# PAGE EXCERPT
________
# BB #84: Zeno Was Right!

Zeno’s famous Paradoxes involve the impossibility of arriving somewhere as well as the impossibility of even starting to go somewhere. And that flying arrows have to be an illusion. [Time flies like an arrow, but fruit flies like a banana.]

If Zeno were alive today, he’d be over 2500 years old and would have seen his paradoxes explained in a variety of ways by a lot of very smart people. Yet at heart they still have some metaphysical oomph. And the thing is, at least in some contexts, Zeno was (sort of) right. There is something of a paradox here involving space and time.

Or at least something interesting to think about.

Zeno of Elea apparently created many paradoxes (paradoxii? paradoxen?), but only nine survive, and some of them are different views of essentially the same thing. Which is that infinity is funny. Strange things happen when infinity joins the game (you get magical hotels).
________
# LISTING

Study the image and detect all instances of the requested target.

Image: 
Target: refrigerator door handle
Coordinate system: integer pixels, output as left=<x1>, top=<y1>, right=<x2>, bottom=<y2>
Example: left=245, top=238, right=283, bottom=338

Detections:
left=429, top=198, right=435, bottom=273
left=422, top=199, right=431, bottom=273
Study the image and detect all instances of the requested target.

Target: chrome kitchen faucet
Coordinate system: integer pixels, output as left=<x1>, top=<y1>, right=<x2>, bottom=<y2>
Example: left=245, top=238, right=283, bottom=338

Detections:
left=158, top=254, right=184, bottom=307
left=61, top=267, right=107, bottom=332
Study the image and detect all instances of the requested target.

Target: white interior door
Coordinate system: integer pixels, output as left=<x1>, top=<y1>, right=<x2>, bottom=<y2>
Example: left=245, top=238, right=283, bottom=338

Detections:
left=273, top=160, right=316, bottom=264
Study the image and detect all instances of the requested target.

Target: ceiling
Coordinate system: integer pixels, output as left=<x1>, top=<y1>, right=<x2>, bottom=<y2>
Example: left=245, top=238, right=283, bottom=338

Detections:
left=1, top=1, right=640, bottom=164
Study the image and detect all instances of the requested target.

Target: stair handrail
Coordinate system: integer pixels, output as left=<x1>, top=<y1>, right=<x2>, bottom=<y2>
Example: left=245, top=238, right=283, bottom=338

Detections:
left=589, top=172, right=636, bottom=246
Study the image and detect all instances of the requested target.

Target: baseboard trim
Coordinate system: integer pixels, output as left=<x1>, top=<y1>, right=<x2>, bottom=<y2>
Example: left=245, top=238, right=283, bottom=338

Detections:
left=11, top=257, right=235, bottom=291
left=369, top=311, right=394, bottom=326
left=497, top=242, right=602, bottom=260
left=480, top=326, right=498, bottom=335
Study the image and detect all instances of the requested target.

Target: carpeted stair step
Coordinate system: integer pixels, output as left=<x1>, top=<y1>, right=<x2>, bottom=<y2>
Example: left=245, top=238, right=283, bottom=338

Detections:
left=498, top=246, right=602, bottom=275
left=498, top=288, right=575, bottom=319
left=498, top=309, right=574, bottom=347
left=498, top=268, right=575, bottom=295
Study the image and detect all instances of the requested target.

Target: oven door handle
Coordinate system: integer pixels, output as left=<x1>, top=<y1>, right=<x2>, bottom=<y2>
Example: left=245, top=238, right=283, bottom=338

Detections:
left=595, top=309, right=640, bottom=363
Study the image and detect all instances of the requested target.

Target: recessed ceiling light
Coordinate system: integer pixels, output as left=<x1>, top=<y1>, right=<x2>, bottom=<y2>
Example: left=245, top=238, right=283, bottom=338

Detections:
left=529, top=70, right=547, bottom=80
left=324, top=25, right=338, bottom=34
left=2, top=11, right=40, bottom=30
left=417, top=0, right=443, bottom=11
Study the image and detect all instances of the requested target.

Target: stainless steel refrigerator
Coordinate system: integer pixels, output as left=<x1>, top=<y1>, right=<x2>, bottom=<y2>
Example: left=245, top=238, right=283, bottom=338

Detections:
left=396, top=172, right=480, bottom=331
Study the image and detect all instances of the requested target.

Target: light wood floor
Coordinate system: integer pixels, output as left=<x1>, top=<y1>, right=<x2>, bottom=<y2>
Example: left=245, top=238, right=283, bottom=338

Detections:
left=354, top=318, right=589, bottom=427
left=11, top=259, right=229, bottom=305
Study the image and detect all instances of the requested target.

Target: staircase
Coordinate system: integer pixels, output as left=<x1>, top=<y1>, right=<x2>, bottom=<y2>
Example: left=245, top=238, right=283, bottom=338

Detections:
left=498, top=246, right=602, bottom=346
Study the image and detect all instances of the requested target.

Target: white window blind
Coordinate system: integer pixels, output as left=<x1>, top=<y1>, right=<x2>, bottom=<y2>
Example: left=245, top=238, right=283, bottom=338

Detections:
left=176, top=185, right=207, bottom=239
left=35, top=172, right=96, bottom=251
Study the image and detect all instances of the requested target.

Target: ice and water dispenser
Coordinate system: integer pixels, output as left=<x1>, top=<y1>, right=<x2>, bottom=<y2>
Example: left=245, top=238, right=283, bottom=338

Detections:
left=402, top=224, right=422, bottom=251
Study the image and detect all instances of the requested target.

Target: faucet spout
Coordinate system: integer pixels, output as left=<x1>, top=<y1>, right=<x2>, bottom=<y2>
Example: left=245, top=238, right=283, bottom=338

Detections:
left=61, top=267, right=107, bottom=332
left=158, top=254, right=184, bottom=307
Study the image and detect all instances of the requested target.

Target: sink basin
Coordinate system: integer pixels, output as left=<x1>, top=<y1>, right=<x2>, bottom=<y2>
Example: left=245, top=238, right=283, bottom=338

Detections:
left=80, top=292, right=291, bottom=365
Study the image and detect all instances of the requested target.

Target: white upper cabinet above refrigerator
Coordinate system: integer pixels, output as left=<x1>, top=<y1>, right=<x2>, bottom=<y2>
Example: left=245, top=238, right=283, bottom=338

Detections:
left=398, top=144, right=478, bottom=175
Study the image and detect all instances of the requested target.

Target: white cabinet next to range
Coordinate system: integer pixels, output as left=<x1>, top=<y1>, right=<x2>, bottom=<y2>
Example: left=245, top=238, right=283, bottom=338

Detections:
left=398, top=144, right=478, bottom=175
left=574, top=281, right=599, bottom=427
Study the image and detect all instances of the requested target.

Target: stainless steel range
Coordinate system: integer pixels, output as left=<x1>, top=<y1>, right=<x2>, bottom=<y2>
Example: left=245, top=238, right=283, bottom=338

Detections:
________
# INSTRUCTIONS
A - According to the post on Zeno's paradoxes, how many of his paradoxes survive?
B - In the post on Zeno's paradoxes, take the part that opens with the words containing "If Zeno were" and closes with "space and time.", and write it out again with "metaphysical oomph" changed to "philosophical force".
C - Go on with the post on Zeno's paradoxes from its last sentence.

# EXPECTED OUTPUTS
A - Nine.

B -
If Zeno were alive today, he’d be over 2500 years old and would have seen his paradoxes explained in a variety of ways by a lot of very smart people. Yet at heart they still have some philosophical force. And the thing is, at least in some contexts, Zeno was (sort of) right. There is something of a paradox here involving space and time.

C -
Part of the paradox comes from the notable absence of infinity in the physical world. Nothing we know of is infinite. Some think the universe is infinite, but that seems unlikely as it implies infinite energy and matter (not to mention space).

It also goes the other way, to the infinitely small. We end up with two big questions about space: Firstly, what happens if we go in a straight line for a long time — does the universe just keep going or does it wrap around somehow? Secondly (the issue here), what happens if we divide space into smaller and smaller bits — can we do that indefinitely or is there an end to how small reality is?

Simply put, what are the small and large size limits of the universe?

Zeno’s paradoxes assume reality is infinitely divisible. They depend on it!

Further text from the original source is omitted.